→ Stated problem 1
Render everything in the listing from the line containing "Locate the car" down to the listing's last line as a numbered list, leaving out blank lines.

→ Excerpted passage
────────────────────

The Housing Land Trust of Sonoma County, explains Kendall, houses nearly 80 families and “is an official part of the local government’s affordable-housing strategy. When new low-income units are built, cities hand them over to the land trust, which then sells them to low-income residents at an affordable price.”

Meanwhile, in East Palo Alto, near Menlo Park (home to Facebook), Kendall notes that former Mayor Duane Bay is launching the Pahali Community Land Trust; the startup hopes to buy “two single-family homes and a vacant lot…to build townhouses.”

The resident impact is great. Norma Sanchez, who cleans homes, and 45-year-old Ambrocio Carrera, who works at a sandwich shop, were about to see their rent double to $2,400 a month “with no hope of affording a new place close to their jobs or their three sons’ schools,” explains Kendall. Because the owner sold the home to the land trust for $335,000, they now pay “$1,800 a month in rent to the land trust, and in a few years [will] have the option to funnel some of that money toward a down payment.” They also pay a $50 monthly lease fee to the trust.

────────────────────

→ Data supplied
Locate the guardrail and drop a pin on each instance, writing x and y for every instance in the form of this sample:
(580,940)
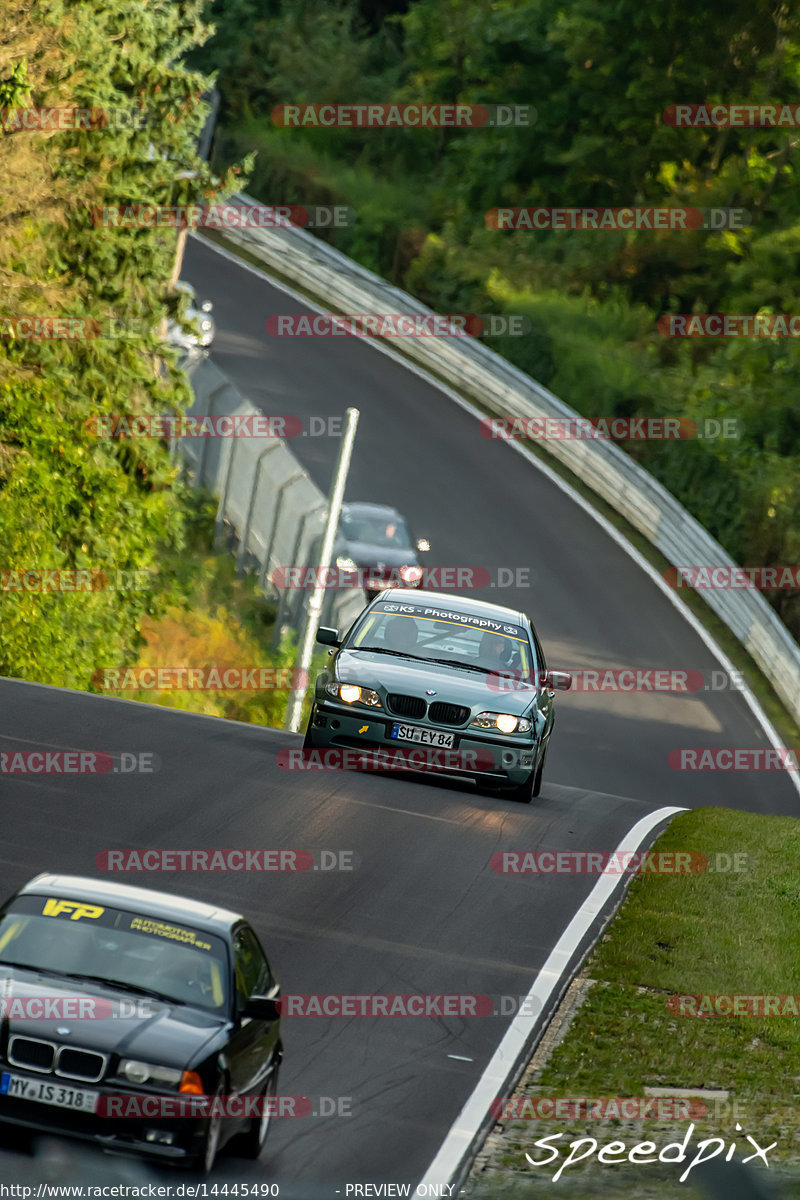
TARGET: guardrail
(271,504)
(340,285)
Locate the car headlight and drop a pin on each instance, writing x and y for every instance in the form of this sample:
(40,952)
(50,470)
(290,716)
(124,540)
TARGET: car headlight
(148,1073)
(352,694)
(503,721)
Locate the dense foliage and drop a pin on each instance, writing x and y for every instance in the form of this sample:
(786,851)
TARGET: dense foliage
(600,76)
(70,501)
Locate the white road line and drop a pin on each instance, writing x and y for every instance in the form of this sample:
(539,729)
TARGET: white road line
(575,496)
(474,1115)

────────────────────

→ Stated problem 2
In the land trust passage, why do Norma Sanchez and Ambrocio Carrera now pay $1,800 a month in rent?

→ Output 1
1. Locate the car headlight and drop a pin on each instance, writing x and y for every instance in the form of this sample:
2. (40,952)
3. (50,470)
4. (290,716)
5. (124,540)
6. TARGET: car headlight
7. (148,1073)
8. (352,694)
9. (503,721)
10. Locate the dense foliage and drop a pin on each instance, writing x and y for every instance in the form of this sample:
11. (786,851)
12. TARGET: dense foliage
13. (600,76)
14. (70,501)
15. Locate the white road line and drop a pin on each instance, writing x and y for every instance in the form of this sample:
16. (539,729)
17. TARGET: white road line
18. (575,496)
19. (474,1115)

→ Output 2
The owner of their home sold it to the land trust for $335,000. As a result, they pay $1,800 a month in rent to the land trust instead of seeing their rent double to $2,400 a month.